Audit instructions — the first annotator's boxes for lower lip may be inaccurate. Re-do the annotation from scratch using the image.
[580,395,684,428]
───
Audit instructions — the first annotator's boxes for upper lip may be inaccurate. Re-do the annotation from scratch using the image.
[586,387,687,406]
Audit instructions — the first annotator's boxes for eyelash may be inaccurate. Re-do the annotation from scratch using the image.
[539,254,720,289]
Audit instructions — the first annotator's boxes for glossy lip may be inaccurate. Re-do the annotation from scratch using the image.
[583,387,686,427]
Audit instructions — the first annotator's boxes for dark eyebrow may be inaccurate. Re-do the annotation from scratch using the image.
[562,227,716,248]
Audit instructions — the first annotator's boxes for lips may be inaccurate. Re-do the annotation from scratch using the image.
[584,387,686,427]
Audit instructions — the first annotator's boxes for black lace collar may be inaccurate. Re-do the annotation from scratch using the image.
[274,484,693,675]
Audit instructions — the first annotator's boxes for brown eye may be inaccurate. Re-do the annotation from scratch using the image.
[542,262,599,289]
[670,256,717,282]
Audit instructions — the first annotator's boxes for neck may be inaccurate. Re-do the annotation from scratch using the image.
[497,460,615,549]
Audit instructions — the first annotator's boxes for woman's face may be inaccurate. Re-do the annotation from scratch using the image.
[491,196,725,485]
───
**Given exercise**
Please recast the data as a numbered list, starting with the line with "Audit instructions — the first annotator's boxes for neck" and going on through the line with "[491,196,725,485]", both included, and leave out any blank lines.

**Written answer**
1. Audit instructions — the first annotator's boxes for neck may be inaccurate. Re-do the annotation from scratch using the image.
2. [497,460,615,549]
3. Audit instructions — the first annotator's boxes for woman's face may be inaccurate. Re-do the annotation from scratch using the image.
4. [491,196,725,485]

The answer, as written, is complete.